■ **What is required**
Copy each line of the records below word for word, leaving out the pictures.

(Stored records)

** begin **

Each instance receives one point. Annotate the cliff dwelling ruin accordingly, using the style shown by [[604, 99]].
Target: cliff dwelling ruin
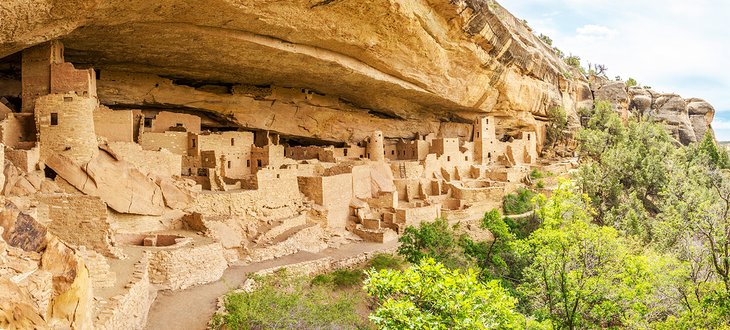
[[134, 163]]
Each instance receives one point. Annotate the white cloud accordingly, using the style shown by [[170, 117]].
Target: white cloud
[[672, 45], [592, 31]]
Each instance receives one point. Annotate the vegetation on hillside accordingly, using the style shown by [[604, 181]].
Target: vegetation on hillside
[[640, 239]]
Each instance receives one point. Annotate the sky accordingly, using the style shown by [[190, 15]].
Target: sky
[[674, 46]]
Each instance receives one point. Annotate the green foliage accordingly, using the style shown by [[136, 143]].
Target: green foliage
[[283, 301], [537, 174], [430, 296], [582, 275], [631, 82], [435, 240], [557, 126], [519, 202], [547, 40], [624, 169], [716, 154], [573, 61]]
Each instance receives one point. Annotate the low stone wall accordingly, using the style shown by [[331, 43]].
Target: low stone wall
[[129, 310], [181, 267]]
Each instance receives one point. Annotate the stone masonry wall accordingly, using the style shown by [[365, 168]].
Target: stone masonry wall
[[72, 134], [182, 267], [176, 142], [129, 310], [79, 220], [163, 163], [114, 126]]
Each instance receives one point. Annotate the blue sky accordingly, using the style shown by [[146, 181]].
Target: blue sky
[[676, 46]]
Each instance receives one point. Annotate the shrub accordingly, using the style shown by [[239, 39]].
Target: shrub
[[287, 302], [519, 202]]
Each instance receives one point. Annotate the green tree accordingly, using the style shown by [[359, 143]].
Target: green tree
[[437, 240], [431, 296], [557, 126], [547, 40], [573, 61], [717, 155], [583, 275]]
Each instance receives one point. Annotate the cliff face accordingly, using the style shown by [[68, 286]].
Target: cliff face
[[405, 67]]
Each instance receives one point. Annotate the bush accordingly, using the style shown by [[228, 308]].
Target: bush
[[518, 203], [287, 302]]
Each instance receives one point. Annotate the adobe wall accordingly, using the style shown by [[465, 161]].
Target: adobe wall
[[376, 147], [444, 146], [79, 220], [334, 193], [73, 134], [416, 215], [163, 163], [235, 165], [323, 154], [350, 152], [223, 142], [175, 142], [128, 310], [181, 267], [475, 195], [67, 79], [36, 72], [114, 126], [25, 160], [18, 130], [164, 120]]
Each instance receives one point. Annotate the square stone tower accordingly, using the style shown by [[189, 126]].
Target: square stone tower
[[484, 140]]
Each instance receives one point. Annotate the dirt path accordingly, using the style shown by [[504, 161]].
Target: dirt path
[[192, 308]]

** end **

■ **The response**
Each instance receives one point. Annotate the cliff dwelling ruin accordingly, using the style shown by [[604, 99]].
Target: cliff dwelling ruin
[[134, 163]]
Each instance receives one point. Annotate the white cloud accordingly, using the style shown by [[170, 117]].
Target: white cloud
[[672, 45], [592, 31]]
Each instance receives one point. Annotate the vegetation on hillside accordingly, using the style shown by [[604, 181]].
Target: vegetation on hillside
[[640, 239]]
Each instance receives one point. Annotate the sky accordingly, using the style shown by [[190, 15]].
Target: sky
[[674, 46]]
Each instance receives one point. Annotate the green foliage accordingly, using the style shown by [[136, 143]].
Target: green foliage
[[283, 301], [537, 174], [430, 296], [582, 275], [631, 82], [435, 240], [557, 126], [519, 202], [547, 40], [624, 169], [716, 154], [573, 61]]
Each instance receives one point. Annotate the low stone wall accordingly, using the style shown by [[331, 43]].
Target: low stone wall
[[129, 310], [181, 267]]
Each instance receives one point. Annotate the stone masonry wall accordingly, using the style shown by [[365, 168]].
Target: stone masonry wall
[[72, 134], [182, 267], [176, 142], [129, 310], [79, 220], [163, 163], [114, 126]]
Each instance receives one point. Annotate the blue sky accordingly, using the style shown by [[146, 181]].
Target: blue sky
[[676, 46]]
Each instance receives one point. Annotate the shrub accordingly, using the style shown by [[239, 39]].
Target: shrub
[[287, 302], [519, 202]]
Each instance receives one point. Annotate the green tree accordingly, using the style shown by [[359, 143]].
Target: green tree
[[437, 240], [431, 296], [557, 126], [547, 40], [573, 61], [717, 155], [583, 275]]
Each instance receives one point. Annotate the cliff face accordingly, using the style shown by [[68, 286]].
Target: cliff face
[[405, 67]]
Each instance receives one point. Annotate the bush accordingly, using the style shown by [[228, 308]].
Target: bush
[[518, 203], [287, 302]]
Each instance receives one point. Annotate the adobe wall accordingly, using the style shown by [[465, 161]].
Target: adobe wall
[[376, 147], [444, 146], [79, 220], [334, 193], [73, 134], [416, 215], [163, 163], [235, 165], [323, 154], [350, 152], [223, 142], [175, 142], [128, 310], [181, 267], [475, 195], [67, 79], [36, 72], [114, 126], [25, 160], [18, 130], [164, 120]]
Each instance receives one point. Annotate the square stone tower accordingly, using the style shown by [[189, 126]].
Target: square stone tower
[[484, 140]]
Each instance receives one point. Annotate the dirt path accordingly, using the style shown by [[504, 161]].
Target: dirt path
[[192, 308]]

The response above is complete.